:: Information supplied ::
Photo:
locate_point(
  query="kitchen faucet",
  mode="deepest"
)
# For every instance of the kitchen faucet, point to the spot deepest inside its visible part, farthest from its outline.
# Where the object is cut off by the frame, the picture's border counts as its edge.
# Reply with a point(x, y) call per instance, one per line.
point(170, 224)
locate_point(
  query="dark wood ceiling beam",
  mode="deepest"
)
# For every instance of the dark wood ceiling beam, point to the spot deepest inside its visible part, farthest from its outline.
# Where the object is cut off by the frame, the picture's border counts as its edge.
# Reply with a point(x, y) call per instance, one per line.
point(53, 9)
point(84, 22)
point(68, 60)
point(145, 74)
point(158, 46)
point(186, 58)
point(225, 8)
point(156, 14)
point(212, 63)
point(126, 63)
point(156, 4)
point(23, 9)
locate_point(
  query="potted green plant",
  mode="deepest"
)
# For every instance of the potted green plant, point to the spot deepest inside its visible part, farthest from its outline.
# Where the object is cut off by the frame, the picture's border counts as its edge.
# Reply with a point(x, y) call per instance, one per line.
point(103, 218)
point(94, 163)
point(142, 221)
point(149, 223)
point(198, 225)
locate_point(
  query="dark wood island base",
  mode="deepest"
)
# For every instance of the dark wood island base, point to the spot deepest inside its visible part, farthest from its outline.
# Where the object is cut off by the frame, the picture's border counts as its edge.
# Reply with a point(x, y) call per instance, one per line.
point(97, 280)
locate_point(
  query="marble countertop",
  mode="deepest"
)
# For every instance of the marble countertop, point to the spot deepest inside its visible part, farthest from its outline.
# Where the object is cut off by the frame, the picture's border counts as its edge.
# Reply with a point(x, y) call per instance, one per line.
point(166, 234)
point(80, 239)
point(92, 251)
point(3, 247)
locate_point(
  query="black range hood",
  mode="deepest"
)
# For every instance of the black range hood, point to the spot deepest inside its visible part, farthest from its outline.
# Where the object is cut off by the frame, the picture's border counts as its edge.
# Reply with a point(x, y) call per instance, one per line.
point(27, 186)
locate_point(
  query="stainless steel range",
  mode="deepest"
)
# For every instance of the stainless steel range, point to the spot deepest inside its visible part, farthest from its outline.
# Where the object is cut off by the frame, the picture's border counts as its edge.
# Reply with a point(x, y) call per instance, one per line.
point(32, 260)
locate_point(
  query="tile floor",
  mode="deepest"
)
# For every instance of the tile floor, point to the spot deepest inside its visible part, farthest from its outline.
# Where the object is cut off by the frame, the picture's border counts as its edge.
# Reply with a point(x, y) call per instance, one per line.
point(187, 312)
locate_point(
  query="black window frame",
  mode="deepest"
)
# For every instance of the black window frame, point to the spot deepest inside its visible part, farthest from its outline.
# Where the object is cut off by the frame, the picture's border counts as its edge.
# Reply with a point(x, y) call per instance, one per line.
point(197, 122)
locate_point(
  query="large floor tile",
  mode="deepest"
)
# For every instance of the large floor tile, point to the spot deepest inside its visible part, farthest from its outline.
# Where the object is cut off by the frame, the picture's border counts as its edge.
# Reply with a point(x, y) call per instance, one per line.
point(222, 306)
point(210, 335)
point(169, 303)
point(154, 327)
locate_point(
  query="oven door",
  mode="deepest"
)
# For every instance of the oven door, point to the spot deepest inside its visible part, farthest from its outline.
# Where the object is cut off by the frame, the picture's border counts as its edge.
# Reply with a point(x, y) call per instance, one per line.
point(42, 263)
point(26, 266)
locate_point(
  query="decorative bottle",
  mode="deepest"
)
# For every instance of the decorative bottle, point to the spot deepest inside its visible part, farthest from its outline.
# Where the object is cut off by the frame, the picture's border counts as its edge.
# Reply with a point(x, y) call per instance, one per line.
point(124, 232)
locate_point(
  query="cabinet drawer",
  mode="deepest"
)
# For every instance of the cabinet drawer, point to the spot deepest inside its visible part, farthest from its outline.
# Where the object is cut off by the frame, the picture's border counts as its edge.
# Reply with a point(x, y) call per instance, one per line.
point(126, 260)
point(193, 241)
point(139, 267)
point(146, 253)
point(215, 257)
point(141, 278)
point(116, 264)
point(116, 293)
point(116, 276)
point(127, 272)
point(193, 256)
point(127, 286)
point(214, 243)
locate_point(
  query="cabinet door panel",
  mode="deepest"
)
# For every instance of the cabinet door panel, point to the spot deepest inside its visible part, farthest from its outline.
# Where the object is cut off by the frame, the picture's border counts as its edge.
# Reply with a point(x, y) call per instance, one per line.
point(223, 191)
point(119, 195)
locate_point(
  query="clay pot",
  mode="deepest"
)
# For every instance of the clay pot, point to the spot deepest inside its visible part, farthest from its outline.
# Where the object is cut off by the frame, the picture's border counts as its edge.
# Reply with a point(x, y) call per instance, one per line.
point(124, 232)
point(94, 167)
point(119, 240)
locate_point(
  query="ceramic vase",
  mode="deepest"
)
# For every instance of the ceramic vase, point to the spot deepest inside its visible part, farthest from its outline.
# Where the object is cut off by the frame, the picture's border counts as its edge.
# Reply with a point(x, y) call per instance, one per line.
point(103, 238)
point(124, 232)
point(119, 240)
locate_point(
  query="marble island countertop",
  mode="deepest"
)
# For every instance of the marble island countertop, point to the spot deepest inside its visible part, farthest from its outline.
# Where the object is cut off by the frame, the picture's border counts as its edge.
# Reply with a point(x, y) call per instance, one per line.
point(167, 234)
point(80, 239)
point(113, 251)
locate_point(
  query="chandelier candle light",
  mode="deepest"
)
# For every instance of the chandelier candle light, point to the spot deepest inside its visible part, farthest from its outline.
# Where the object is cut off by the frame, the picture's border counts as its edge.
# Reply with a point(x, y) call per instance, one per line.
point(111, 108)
* * *
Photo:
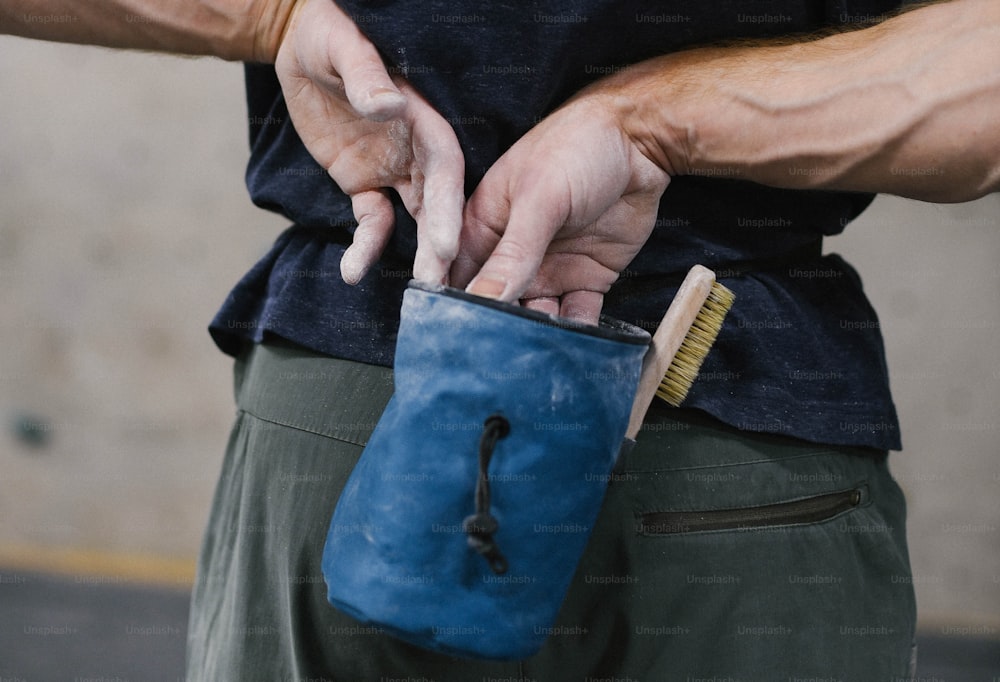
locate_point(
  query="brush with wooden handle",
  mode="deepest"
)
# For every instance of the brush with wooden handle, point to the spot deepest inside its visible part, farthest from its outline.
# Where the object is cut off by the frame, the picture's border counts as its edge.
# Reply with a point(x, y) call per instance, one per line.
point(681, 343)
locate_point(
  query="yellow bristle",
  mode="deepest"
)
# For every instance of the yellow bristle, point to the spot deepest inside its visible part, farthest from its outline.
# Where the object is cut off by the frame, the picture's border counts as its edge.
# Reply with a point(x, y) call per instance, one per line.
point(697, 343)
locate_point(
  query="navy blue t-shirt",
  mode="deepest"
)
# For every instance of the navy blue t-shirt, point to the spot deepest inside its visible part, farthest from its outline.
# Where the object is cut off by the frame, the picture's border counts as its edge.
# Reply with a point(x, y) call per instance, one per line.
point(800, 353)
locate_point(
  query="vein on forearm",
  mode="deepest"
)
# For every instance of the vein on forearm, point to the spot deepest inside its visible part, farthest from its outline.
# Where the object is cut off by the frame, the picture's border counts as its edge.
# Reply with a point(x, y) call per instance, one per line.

:: Short task ::
Pick out every line in the data above that contains the string "bristle", matching case exactly, and copy each of those lines unchanged.

:: Correct response ::
  query="yellow bristle",
# For every instance of the yellow bristle, point to the spot deepest inside its visible part, farthest from its outline.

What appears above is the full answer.